─── Records provided ───

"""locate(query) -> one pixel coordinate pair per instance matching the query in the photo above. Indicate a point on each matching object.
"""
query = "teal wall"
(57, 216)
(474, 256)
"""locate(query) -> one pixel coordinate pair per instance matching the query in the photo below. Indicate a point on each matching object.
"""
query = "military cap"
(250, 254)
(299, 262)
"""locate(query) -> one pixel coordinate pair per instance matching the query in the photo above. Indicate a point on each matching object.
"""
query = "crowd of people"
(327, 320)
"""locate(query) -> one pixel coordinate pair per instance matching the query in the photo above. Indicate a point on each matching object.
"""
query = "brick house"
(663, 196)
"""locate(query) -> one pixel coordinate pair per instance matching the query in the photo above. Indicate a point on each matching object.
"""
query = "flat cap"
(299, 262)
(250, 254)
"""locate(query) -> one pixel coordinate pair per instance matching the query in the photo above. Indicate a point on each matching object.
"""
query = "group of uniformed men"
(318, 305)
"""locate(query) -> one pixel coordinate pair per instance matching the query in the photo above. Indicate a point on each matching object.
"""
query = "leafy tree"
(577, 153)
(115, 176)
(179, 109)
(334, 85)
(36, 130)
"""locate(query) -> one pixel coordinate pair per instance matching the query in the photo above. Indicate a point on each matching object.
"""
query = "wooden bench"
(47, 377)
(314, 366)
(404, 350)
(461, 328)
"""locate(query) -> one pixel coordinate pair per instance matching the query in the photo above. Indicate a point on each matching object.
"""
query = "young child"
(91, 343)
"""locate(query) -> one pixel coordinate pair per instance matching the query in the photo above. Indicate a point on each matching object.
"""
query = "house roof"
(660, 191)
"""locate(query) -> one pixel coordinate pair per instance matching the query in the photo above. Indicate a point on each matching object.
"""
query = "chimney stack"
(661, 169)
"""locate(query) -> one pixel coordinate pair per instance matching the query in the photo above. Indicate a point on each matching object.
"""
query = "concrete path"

───

Exercise requirements
Starting at the first line, transcribe the material through to the last.

Solved exercise
"""locate(query) -> one pixel coordinate pair per instance matching the query in the photo above. Indicate a point on each matching object.
"""
query = "teal wall"
(57, 216)
(474, 256)
"""locate(query) -> one pixel coordinate pair per instance matching the query in the photo below. Indicate a point on each matching object.
"""
query = "military cap"
(250, 254)
(299, 262)
"""locate(query) -> one pixel coordinate pair per instance matching the query in the photo above. Indicate a point on each matching object.
"""
query = "crowd of people"
(327, 320)
"""locate(query) -> one pixel coordinate pair per instance matching the query in the photo above. Indicate a point on each matching object.
"""
query = "brick house"
(663, 196)
"""locate(query) -> one pixel coordinate pair per instance matching the query in the photo above. Indicate a point on each matching object.
"""
query = "flat cap"
(299, 262)
(250, 254)
"""locate(query) -> one pixel coordinate pair per instance matching the query in the photo above. Indicate a point on each matching object.
"""
query = "group of uniformed men"
(318, 305)
"""locate(query) -> one pixel coordinate pair per instance matching the query in the photo above. Indicate a point on each matching object.
"""
query = "leafy tree"
(577, 153)
(115, 176)
(179, 109)
(334, 85)
(36, 130)
"""locate(query) -> one pixel coordinate pair per instance matching the query in the photo above. Indicate a point on each matching object.
"""
query = "wooden bench"
(47, 377)
(314, 366)
(404, 350)
(461, 328)
"""locate(query) -> one pixel coordinate pair per instance matching the query in the photo above. Indicate a point on each matching object.
"""
query = "young child"
(91, 343)
"""locate(query) -> one pixel coordinate pair per instance matching the query in the photo above. Indicate a point on each matching object.
"""
query = "house roof"
(660, 191)
"""locate(query) -> one pixel coordinate pair per instance matching the query in the photo above. Indicate a point on each matching object.
"""
query = "chimney stack"
(661, 169)
"""locate(query) -> one pixel coordinate pair per instance matching the query in the photo above. Indicate a point on each matching object.
"""
query = "concrete path"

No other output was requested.